[Start EXERCISE MATERIAL]

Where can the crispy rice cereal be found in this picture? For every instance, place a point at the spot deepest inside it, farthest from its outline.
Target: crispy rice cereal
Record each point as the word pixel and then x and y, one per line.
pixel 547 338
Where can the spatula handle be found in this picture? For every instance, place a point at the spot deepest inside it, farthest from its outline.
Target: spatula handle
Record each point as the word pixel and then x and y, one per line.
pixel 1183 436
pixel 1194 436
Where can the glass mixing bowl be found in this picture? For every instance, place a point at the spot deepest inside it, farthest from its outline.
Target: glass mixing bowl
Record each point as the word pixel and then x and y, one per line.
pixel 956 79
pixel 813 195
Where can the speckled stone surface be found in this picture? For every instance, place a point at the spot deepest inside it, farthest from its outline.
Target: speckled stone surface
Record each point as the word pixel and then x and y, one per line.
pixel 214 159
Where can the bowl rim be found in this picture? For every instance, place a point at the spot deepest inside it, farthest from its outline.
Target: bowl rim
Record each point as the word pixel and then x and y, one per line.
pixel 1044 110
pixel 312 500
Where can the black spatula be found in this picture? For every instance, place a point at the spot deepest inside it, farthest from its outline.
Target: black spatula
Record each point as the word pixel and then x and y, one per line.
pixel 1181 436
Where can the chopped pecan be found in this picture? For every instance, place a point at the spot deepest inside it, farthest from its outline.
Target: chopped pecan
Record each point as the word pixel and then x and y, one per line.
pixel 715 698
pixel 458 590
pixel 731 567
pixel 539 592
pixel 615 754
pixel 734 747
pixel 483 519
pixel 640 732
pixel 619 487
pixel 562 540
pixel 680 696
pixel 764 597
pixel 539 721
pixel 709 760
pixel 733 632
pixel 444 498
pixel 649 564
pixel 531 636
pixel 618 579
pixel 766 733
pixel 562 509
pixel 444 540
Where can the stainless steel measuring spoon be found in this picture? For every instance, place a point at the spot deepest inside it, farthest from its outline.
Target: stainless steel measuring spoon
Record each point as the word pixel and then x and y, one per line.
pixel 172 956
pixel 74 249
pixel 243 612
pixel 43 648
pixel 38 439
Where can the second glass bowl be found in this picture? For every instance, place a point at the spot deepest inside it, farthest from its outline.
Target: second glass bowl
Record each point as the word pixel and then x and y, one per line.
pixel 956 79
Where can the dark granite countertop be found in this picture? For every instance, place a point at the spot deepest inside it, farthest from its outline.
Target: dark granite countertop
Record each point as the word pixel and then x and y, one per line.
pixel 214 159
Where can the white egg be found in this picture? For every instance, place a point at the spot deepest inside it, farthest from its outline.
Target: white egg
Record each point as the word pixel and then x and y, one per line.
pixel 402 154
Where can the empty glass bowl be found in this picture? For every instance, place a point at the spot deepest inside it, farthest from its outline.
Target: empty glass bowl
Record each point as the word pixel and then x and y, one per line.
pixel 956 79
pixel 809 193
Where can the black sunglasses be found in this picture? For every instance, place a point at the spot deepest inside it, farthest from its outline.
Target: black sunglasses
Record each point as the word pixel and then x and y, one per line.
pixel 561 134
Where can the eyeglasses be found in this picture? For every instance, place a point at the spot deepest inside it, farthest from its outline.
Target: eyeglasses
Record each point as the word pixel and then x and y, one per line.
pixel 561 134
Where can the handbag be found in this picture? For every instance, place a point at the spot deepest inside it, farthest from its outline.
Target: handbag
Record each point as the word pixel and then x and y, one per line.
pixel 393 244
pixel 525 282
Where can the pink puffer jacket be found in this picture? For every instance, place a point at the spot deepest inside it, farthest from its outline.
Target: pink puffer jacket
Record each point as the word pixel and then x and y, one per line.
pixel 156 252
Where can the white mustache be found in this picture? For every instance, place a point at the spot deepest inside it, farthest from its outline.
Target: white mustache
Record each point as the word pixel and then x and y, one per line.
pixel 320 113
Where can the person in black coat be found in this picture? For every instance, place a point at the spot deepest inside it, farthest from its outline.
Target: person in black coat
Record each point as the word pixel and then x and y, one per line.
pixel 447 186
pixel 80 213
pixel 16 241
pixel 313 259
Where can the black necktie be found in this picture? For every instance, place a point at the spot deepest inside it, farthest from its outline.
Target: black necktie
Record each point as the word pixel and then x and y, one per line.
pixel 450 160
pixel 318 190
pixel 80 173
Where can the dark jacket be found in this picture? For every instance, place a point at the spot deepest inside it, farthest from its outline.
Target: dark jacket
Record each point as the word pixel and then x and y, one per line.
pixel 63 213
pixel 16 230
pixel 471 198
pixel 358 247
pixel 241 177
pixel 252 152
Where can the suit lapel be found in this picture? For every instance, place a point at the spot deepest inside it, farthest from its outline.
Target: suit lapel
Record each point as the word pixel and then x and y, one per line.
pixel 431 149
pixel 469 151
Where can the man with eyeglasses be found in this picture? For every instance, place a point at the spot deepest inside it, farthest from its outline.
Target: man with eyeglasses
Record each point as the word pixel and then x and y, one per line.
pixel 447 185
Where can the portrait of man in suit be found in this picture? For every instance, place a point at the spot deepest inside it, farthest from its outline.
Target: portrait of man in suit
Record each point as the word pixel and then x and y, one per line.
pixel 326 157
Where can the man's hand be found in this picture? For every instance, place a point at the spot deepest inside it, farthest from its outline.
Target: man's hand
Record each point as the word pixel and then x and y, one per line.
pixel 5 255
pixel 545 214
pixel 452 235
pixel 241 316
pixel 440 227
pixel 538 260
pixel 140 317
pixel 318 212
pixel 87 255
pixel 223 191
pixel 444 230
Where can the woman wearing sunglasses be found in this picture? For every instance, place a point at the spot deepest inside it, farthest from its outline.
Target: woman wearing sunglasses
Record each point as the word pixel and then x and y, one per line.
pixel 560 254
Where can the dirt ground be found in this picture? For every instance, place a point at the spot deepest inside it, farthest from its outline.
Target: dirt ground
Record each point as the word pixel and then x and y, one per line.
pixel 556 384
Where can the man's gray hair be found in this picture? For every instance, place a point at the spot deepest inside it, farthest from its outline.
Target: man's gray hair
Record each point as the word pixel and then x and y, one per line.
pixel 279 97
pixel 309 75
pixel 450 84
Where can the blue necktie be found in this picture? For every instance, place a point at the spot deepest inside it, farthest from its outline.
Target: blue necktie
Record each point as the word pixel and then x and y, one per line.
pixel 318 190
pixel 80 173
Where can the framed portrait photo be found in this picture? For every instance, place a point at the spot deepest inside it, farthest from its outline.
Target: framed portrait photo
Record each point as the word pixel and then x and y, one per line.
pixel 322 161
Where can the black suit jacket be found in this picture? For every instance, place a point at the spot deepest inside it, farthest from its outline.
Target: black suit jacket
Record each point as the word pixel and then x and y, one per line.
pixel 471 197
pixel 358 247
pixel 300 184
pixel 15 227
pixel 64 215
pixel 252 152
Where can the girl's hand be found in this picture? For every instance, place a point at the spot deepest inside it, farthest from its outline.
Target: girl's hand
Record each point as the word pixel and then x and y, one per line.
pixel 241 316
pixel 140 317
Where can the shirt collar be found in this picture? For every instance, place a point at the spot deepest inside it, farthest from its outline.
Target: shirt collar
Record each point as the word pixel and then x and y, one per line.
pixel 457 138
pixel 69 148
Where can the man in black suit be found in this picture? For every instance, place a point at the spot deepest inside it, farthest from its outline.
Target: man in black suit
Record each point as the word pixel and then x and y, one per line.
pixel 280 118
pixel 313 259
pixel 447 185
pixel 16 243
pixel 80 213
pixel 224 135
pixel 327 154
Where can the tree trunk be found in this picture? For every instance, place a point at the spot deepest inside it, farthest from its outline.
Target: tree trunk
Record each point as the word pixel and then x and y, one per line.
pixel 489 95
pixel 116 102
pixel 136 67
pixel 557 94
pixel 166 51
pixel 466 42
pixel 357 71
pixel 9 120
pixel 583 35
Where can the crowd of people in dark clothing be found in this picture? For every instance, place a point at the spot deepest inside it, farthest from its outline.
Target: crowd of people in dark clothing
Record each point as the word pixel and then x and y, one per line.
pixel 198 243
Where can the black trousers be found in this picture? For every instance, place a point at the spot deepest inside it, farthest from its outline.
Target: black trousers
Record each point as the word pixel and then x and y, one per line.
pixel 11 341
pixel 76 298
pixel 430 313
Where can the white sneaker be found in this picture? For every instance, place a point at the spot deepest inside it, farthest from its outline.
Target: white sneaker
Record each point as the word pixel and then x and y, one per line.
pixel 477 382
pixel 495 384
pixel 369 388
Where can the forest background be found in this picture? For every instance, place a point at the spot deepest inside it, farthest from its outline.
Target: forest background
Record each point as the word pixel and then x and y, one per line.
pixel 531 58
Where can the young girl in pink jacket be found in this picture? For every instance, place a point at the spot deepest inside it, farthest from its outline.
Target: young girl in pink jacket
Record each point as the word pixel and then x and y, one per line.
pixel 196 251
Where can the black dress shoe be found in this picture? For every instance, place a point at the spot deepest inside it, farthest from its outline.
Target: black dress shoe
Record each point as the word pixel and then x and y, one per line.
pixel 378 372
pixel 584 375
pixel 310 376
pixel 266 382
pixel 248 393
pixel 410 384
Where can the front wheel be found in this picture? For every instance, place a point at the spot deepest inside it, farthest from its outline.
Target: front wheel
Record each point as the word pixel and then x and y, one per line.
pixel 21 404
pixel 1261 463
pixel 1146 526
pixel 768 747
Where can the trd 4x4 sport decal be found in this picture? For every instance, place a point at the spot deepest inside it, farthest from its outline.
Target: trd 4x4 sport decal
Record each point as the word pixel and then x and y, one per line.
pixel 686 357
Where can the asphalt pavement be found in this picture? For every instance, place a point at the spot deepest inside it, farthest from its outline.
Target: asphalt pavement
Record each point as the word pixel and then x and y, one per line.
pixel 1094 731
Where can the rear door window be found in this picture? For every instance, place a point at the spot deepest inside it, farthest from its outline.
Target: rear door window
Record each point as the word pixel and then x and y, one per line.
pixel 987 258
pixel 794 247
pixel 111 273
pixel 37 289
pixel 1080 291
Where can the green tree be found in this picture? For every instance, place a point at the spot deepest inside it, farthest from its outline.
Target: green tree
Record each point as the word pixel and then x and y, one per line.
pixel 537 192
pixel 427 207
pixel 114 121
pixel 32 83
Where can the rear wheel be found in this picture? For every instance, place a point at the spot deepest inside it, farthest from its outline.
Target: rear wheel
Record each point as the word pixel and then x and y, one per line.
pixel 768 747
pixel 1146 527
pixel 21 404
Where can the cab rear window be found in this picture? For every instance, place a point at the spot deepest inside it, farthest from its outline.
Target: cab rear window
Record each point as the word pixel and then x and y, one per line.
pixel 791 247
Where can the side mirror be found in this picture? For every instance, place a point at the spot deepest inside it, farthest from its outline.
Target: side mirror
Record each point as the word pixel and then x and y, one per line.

[End EXERCISE MATERIAL]

Transcribe the records exactly as they appear, everything from the line containing "Where can the second" down to the line containing "pixel 809 193", including both of those lines.

Where can the second glass bowl be found in this picture? For every instance, place a point at the spot deepest inside it, farthest from its outline.
Target: second glass bowl
Record each point as the word pixel and then x and y, one per line.
pixel 956 79
Where can the dark granite countertop be found in this picture? For every instance, place a point at the spot deepest inside it, farthest from its outline.
Target: dark granite countertop
Record each point as the word pixel and then x and y, one per line.
pixel 214 159
Where can the white egg be found in this picture? For every instance, place a point at the spot deepest inside it, farthest from its outline.
Target: white egg
Record each point as the word pixel and then x and y, one per line.
pixel 402 154
Where can the empty glass bowl be found in this picture? For every instance, place a point at the spot deepest inside it, farthest from its outline.
Target: empty glass bowl
Record each point as the word pixel and then x and y, one per line.
pixel 956 79
pixel 809 193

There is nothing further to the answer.